--- PROBLEM TO SOLVE ---
Go through the records below and count every line containing "grass". Reply with the count alone.

***** PROVIDED DATA *****

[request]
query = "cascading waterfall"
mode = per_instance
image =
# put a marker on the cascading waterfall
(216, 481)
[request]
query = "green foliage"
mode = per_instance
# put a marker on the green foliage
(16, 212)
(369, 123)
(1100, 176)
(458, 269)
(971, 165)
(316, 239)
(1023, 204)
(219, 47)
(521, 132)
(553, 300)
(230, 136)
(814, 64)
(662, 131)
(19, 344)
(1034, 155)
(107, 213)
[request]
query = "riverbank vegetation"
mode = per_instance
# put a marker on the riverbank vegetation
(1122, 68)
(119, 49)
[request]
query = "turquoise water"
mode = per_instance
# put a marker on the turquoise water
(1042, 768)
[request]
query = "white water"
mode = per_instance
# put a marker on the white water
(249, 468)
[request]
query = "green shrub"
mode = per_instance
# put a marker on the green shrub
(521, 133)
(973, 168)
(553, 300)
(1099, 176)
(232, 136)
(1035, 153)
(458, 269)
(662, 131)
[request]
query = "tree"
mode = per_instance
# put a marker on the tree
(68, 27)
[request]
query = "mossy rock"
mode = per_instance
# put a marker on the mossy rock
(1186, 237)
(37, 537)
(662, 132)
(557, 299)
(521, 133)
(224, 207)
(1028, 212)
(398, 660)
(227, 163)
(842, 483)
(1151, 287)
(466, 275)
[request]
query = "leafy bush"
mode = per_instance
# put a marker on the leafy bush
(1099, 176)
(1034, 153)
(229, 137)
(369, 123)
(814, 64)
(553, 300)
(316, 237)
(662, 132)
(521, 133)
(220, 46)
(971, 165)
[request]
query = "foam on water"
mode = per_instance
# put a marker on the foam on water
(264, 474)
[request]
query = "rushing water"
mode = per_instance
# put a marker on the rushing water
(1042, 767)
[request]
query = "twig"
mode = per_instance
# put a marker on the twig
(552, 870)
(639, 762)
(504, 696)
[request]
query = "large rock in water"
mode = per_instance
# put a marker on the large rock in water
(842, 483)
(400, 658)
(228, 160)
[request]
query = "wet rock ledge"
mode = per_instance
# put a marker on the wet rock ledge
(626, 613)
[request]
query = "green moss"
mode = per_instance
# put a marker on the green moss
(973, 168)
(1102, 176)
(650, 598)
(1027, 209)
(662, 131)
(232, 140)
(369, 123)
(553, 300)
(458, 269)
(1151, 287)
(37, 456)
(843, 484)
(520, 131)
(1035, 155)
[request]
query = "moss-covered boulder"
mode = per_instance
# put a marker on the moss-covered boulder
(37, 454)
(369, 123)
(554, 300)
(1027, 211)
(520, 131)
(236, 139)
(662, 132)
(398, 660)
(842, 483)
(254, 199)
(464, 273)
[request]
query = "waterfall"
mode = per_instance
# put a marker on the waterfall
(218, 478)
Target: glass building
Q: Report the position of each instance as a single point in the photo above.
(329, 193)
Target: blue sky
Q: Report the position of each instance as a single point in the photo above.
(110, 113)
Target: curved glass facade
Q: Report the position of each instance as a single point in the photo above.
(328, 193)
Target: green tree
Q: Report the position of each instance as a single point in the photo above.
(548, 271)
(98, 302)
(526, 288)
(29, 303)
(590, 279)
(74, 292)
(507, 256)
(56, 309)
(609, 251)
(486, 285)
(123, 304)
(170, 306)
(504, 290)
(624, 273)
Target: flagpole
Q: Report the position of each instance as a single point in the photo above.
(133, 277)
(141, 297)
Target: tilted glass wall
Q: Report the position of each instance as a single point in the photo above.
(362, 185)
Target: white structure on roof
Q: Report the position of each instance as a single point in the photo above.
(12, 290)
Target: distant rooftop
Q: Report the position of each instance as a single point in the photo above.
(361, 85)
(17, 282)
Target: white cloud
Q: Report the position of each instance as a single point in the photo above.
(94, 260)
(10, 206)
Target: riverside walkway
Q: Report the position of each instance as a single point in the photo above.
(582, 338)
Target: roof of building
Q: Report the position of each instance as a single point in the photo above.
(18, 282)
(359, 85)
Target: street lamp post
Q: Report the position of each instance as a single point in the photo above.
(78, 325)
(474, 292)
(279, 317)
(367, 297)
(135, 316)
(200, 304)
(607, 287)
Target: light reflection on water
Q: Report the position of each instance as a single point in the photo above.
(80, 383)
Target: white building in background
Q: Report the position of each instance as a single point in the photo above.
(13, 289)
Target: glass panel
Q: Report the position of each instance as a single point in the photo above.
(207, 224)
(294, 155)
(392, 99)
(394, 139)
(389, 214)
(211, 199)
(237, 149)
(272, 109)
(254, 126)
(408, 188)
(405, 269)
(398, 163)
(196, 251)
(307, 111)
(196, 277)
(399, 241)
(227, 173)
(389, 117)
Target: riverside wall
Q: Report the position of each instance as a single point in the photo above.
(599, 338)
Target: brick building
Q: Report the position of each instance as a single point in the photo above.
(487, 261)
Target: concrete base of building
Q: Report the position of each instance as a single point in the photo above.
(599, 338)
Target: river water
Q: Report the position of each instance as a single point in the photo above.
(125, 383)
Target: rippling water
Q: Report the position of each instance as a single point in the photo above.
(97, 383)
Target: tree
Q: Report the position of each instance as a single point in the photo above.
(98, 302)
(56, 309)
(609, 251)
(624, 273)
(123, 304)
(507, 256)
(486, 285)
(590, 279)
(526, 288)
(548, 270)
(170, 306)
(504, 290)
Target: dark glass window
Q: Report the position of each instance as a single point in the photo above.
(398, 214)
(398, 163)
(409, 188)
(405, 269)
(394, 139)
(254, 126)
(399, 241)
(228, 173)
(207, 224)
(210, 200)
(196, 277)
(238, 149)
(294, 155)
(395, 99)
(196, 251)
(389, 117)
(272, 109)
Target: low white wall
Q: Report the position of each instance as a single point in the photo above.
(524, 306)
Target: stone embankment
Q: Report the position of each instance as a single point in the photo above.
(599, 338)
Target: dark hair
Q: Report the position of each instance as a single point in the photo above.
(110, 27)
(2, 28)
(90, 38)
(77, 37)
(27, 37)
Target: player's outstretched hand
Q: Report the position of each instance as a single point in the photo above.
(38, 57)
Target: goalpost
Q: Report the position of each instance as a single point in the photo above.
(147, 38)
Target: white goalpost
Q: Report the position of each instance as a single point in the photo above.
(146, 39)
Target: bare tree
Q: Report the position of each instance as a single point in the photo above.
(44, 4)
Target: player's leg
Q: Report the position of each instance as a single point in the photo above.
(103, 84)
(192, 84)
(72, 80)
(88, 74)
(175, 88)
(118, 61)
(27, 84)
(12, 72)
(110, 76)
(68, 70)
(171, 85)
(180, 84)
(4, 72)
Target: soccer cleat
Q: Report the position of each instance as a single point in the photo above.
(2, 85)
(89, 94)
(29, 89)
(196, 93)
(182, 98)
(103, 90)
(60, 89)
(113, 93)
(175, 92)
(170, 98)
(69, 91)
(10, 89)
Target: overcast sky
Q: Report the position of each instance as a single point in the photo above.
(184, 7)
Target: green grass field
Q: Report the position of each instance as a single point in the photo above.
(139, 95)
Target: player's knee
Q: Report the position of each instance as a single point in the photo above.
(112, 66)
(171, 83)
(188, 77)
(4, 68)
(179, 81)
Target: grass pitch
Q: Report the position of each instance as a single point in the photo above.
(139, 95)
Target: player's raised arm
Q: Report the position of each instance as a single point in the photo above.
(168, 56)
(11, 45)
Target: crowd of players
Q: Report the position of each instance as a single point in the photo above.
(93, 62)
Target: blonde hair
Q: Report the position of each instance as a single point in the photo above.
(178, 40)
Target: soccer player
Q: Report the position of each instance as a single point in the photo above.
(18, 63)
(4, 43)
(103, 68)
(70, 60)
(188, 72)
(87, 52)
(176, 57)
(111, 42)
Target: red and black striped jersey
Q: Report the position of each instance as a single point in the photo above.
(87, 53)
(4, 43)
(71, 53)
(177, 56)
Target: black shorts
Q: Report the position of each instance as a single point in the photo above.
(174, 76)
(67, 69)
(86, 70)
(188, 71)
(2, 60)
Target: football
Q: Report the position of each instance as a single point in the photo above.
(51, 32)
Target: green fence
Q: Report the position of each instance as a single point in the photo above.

*****

--- ANSWER SPACE ---
2